(Records of labeled boxes)
== == ==

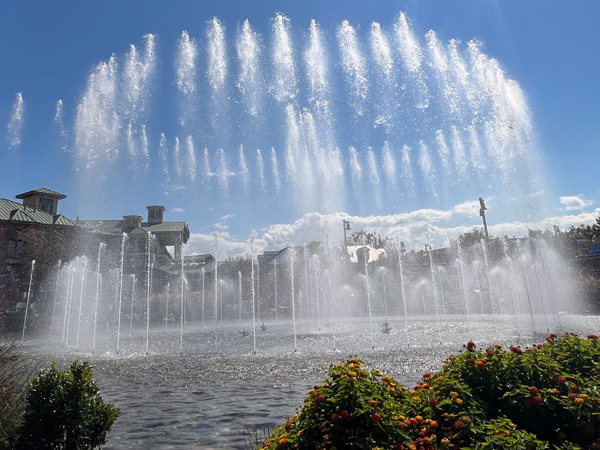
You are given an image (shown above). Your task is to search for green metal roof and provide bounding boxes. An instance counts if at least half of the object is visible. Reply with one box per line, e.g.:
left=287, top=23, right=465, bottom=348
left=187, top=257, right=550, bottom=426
left=77, top=220, right=186, bottom=234
left=0, top=198, right=77, bottom=226
left=15, top=188, right=67, bottom=199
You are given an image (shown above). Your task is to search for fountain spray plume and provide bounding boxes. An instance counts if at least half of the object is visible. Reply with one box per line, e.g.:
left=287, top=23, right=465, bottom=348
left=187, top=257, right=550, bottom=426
left=21, top=259, right=35, bottom=344
left=338, top=20, right=369, bottom=116
left=175, top=31, right=198, bottom=126
left=250, top=230, right=256, bottom=355
left=236, top=20, right=262, bottom=117
left=271, top=14, right=298, bottom=103
left=6, top=92, right=25, bottom=148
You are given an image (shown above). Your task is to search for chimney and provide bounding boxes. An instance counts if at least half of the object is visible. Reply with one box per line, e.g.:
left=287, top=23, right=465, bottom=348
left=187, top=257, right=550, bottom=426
left=146, top=205, right=165, bottom=225
left=123, top=214, right=143, bottom=227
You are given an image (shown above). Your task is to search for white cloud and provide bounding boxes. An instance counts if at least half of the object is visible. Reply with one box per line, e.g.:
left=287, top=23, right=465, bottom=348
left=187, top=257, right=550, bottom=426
left=560, top=194, right=594, bottom=211
left=185, top=202, right=600, bottom=259
left=452, top=200, right=479, bottom=217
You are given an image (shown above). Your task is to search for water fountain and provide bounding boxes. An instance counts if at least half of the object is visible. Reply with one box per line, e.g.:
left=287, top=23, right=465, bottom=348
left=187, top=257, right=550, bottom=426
left=9, top=8, right=587, bottom=448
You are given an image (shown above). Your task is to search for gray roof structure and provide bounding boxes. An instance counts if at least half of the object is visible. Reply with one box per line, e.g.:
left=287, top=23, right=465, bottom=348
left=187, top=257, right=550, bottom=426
left=77, top=220, right=186, bottom=235
left=15, top=188, right=67, bottom=200
left=0, top=198, right=77, bottom=227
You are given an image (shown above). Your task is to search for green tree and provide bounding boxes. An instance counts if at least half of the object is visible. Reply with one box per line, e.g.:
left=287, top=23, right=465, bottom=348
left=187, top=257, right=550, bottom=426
left=561, top=215, right=600, bottom=242
left=458, top=228, right=493, bottom=249
left=18, top=361, right=120, bottom=450
left=348, top=230, right=392, bottom=248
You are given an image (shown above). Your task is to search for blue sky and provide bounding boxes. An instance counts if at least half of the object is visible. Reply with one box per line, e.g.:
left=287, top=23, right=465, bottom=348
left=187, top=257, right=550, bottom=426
left=0, top=0, right=600, bottom=251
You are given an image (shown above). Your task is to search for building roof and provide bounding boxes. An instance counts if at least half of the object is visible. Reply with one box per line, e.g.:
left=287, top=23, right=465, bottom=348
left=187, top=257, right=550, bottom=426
left=0, top=198, right=77, bottom=226
left=77, top=220, right=187, bottom=234
left=15, top=188, right=67, bottom=200
left=346, top=245, right=386, bottom=263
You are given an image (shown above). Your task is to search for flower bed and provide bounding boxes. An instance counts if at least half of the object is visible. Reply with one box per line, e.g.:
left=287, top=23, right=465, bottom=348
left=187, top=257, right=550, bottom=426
left=262, top=334, right=600, bottom=450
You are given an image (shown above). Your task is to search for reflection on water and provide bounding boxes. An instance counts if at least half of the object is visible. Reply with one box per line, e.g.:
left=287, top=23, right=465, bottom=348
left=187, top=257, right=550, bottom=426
left=25, top=315, right=600, bottom=450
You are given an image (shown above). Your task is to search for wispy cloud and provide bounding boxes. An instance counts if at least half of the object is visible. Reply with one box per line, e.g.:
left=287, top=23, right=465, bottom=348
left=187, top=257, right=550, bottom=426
left=185, top=202, right=600, bottom=259
left=560, top=194, right=594, bottom=211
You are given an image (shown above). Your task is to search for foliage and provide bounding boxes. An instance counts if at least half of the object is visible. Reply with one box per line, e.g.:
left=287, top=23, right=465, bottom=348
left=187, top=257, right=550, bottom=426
left=348, top=230, right=392, bottom=248
left=561, top=215, right=600, bottom=242
left=0, top=341, right=35, bottom=450
left=263, top=334, right=600, bottom=450
left=19, top=361, right=120, bottom=450
left=454, top=228, right=493, bottom=249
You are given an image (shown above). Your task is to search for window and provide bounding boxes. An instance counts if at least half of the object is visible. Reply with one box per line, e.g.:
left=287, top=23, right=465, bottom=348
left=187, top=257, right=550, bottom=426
left=8, top=241, right=17, bottom=257
left=39, top=198, right=54, bottom=213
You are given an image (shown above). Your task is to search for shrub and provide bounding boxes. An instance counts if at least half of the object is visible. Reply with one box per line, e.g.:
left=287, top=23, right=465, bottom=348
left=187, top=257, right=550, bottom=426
left=0, top=340, right=35, bottom=450
left=19, top=361, right=120, bottom=450
left=263, top=334, right=600, bottom=450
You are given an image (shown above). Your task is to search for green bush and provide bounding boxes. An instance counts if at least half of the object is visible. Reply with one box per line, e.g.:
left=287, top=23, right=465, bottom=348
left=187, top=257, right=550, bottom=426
left=19, top=361, right=120, bottom=450
left=263, top=334, right=600, bottom=450
left=0, top=340, right=35, bottom=450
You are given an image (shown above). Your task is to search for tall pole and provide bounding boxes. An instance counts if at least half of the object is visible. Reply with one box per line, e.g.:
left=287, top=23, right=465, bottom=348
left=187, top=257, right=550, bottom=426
left=479, top=197, right=490, bottom=241
left=342, top=220, right=350, bottom=258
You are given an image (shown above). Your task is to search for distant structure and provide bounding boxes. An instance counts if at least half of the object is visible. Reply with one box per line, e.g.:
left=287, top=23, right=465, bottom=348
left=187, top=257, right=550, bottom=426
left=0, top=188, right=81, bottom=309
left=77, top=205, right=190, bottom=273
left=0, top=187, right=190, bottom=320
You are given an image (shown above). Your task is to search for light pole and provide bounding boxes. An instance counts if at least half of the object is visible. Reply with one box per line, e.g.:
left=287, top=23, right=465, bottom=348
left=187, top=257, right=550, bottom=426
left=342, top=220, right=350, bottom=257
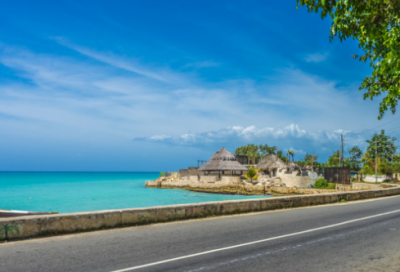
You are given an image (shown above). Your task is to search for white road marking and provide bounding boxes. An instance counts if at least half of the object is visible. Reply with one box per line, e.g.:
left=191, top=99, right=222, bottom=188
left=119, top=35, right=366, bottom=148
left=111, top=210, right=400, bottom=272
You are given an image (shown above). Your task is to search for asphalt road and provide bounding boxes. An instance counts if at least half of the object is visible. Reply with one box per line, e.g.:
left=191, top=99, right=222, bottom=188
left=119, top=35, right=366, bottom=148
left=0, top=196, right=400, bottom=272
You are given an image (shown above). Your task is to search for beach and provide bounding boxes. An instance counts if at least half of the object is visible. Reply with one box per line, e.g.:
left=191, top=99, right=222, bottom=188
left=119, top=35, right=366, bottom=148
left=0, top=172, right=269, bottom=213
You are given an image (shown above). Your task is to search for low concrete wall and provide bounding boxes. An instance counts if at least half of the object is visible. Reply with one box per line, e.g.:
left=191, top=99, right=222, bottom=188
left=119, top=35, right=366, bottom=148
left=0, top=187, right=400, bottom=240
left=200, top=176, right=218, bottom=182
left=221, top=176, right=242, bottom=183
left=189, top=175, right=199, bottom=182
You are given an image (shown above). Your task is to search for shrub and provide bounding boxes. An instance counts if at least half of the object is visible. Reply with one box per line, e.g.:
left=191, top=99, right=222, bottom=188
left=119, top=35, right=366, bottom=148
left=326, top=183, right=336, bottom=190
left=314, top=179, right=328, bottom=189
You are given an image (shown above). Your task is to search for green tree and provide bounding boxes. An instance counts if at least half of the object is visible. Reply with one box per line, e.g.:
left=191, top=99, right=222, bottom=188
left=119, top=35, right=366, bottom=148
left=328, top=150, right=339, bottom=166
left=362, top=130, right=397, bottom=164
left=345, top=146, right=363, bottom=171
left=297, top=153, right=318, bottom=165
left=297, top=0, right=400, bottom=119
left=286, top=150, right=294, bottom=162
left=243, top=166, right=260, bottom=182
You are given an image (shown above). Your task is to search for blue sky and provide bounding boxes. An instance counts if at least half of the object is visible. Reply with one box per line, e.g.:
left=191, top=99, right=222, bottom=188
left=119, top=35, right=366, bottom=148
left=0, top=0, right=400, bottom=171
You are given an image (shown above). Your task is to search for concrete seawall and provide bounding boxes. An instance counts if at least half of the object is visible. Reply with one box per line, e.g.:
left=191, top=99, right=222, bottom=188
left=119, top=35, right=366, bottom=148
left=0, top=187, right=400, bottom=240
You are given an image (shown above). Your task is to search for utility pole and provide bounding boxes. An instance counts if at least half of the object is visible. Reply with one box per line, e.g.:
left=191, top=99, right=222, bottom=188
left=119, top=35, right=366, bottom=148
left=311, top=149, right=314, bottom=172
left=340, top=134, right=344, bottom=167
left=375, top=140, right=378, bottom=182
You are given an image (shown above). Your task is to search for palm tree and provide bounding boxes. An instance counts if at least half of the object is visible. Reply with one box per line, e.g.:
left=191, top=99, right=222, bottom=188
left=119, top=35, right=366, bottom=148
left=0, top=224, right=19, bottom=240
left=286, top=150, right=294, bottom=164
left=243, top=167, right=260, bottom=183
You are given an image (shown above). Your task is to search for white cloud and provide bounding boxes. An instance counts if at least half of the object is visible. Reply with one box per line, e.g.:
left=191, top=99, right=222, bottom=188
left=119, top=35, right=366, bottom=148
left=184, top=60, right=221, bottom=69
left=0, top=41, right=394, bottom=164
left=304, top=53, right=329, bottom=63
left=134, top=124, right=392, bottom=158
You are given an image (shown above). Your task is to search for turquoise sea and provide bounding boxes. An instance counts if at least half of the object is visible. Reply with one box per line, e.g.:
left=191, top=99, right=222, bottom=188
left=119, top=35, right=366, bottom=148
left=0, top=172, right=270, bottom=213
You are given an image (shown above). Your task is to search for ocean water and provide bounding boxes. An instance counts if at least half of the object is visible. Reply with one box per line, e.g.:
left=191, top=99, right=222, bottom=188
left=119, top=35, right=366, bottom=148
left=0, top=172, right=271, bottom=213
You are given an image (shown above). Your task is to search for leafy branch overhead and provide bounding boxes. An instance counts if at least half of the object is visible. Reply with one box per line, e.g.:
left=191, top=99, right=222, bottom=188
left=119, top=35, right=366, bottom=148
left=297, top=0, right=400, bottom=119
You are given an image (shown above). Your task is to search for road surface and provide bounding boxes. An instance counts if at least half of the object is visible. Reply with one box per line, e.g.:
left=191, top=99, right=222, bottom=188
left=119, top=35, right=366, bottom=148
left=0, top=196, right=400, bottom=272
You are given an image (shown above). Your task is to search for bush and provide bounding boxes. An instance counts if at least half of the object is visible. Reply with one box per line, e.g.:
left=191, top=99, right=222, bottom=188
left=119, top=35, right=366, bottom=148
left=314, top=179, right=328, bottom=189
left=326, top=183, right=336, bottom=190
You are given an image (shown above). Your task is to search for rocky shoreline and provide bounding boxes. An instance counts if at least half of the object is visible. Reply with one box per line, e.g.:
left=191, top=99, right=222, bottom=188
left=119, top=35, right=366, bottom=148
left=145, top=176, right=337, bottom=196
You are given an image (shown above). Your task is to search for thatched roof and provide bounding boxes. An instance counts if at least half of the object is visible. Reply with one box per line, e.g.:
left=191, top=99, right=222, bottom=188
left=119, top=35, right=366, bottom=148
left=288, top=161, right=300, bottom=171
left=199, top=147, right=247, bottom=171
left=256, top=154, right=288, bottom=171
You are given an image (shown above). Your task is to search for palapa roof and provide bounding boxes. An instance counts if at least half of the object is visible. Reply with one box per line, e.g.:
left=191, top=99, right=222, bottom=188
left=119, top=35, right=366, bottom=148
left=199, top=147, right=247, bottom=171
left=256, top=154, right=288, bottom=171
left=288, top=161, right=300, bottom=170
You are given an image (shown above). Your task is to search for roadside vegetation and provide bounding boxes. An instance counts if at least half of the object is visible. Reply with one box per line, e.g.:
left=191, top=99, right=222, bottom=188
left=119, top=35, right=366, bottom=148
left=314, top=179, right=336, bottom=190
left=235, top=130, right=400, bottom=181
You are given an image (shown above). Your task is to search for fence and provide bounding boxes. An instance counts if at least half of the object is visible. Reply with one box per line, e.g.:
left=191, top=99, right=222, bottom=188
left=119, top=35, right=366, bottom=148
left=324, top=167, right=351, bottom=184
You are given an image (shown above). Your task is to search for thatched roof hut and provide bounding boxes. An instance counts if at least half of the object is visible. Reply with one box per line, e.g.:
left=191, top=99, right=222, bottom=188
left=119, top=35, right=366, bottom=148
left=256, top=154, right=288, bottom=171
left=288, top=161, right=301, bottom=172
left=199, top=147, right=247, bottom=171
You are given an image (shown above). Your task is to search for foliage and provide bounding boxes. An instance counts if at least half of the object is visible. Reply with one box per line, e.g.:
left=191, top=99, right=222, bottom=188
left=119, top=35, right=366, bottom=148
left=297, top=153, right=318, bottom=166
left=243, top=167, right=260, bottom=182
left=345, top=146, right=363, bottom=171
left=235, top=144, right=260, bottom=164
left=328, top=150, right=340, bottom=166
left=235, top=144, right=286, bottom=164
left=297, top=0, right=400, bottom=119
left=286, top=150, right=294, bottom=162
left=314, top=179, right=328, bottom=189
left=325, top=183, right=336, bottom=190
left=359, top=164, right=375, bottom=175
left=0, top=224, right=19, bottom=240
left=314, top=178, right=336, bottom=190
left=361, top=130, right=397, bottom=162
left=378, top=160, right=393, bottom=175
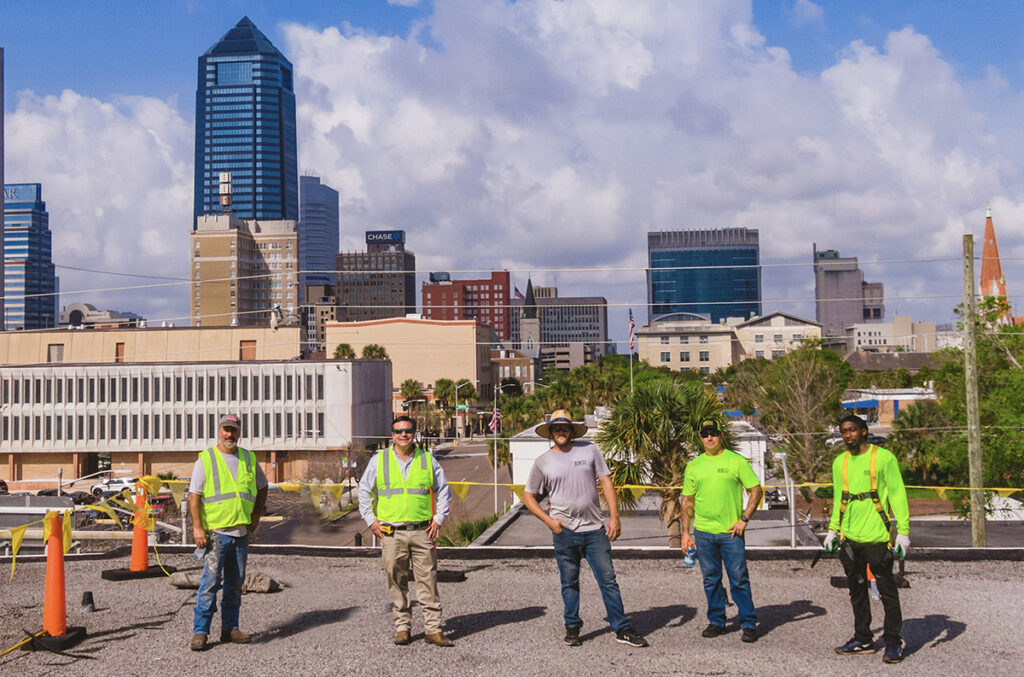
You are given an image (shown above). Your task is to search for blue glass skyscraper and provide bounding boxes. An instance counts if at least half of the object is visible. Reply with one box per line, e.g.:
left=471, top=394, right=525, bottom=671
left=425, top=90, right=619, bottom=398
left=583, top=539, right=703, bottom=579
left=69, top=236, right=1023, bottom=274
left=299, top=176, right=339, bottom=290
left=647, top=228, right=761, bottom=323
left=3, top=183, right=58, bottom=330
left=193, top=17, right=299, bottom=223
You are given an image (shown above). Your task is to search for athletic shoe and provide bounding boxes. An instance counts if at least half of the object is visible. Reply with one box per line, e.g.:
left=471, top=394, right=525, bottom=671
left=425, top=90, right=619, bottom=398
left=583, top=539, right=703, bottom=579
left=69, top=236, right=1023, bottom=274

== == ==

**SHORT PROBLEM**
Render the material from the line containing "search for utility" through the line containing "left=243, top=167, right=260, bottom=183" as a two-column CSV with the headers request and answer. Give one row per request, putting its text and its answer each in a single quoted field with line breaks turned into spaces.

**COMPLETE OUTPUT**
request,answer
"You are given an image (shown above). Your task is to search for utility pole and provide bounding boxes. An instance counts if at least half of the object is visible. Reply with one box per line, e.g.: left=191, top=99, right=222, bottom=188 left=119, top=35, right=366, bottom=148","left=311, top=149, right=314, bottom=172 left=340, top=134, right=344, bottom=167 left=375, top=140, right=378, bottom=182"
"You are given an image (shown above). Your task is to search for palm tree and provide bounding boxes. An instance counts if at least half of the object is visible. Reply with one box per line, e.g.: left=191, top=99, right=222, bottom=188 left=119, top=35, right=366, bottom=148","left=0, top=224, right=19, bottom=240 left=286, top=150, right=294, bottom=164 left=243, top=167, right=260, bottom=183"